Source data:
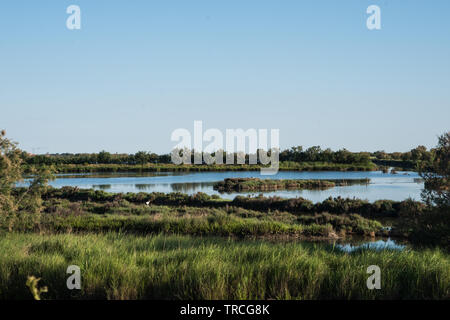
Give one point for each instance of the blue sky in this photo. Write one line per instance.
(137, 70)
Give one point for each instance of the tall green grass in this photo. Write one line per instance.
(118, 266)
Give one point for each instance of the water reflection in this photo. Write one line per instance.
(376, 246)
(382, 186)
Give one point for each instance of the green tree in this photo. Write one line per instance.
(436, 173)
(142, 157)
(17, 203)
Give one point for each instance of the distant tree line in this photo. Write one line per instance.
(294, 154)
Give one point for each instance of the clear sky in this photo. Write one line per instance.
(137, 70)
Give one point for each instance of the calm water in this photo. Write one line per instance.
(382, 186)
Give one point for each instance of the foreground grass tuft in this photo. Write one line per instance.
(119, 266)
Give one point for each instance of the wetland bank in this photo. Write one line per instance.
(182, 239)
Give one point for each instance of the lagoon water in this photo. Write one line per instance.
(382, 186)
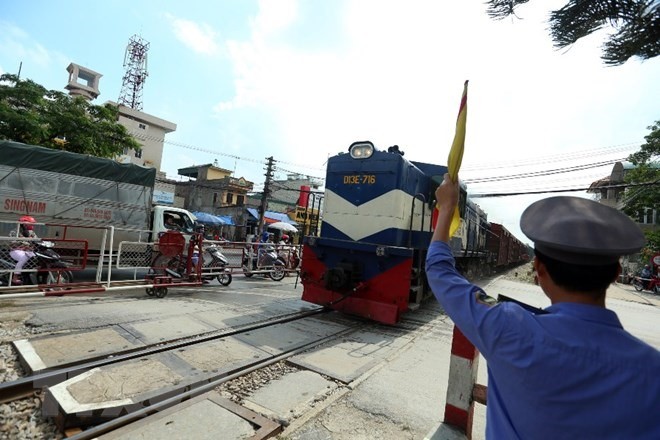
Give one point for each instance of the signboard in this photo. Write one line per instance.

---

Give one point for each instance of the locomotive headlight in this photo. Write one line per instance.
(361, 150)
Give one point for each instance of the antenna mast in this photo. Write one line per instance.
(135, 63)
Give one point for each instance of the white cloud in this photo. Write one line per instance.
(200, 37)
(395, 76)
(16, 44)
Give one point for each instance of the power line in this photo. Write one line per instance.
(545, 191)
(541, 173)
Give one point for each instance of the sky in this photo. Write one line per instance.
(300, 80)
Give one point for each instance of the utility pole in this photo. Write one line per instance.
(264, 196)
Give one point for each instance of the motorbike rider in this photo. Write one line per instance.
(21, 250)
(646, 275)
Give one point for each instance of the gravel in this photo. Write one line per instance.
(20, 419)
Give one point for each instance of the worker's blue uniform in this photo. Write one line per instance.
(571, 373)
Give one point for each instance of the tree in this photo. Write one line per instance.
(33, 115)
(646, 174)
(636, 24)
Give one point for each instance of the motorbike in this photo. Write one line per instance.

Your assignment:
Reproduce only the lines above, starting at the line with "Give one point for each instance of the tree" and ending at the line with "Give one point for each instance of the motorbike in", exactly as written.

Output:
Give one point for each instance of the tree in this photo. Write one line per instance.
(33, 115)
(646, 174)
(636, 24)
Give one point for each instance of the motorbike in this photo. Write one line per instance.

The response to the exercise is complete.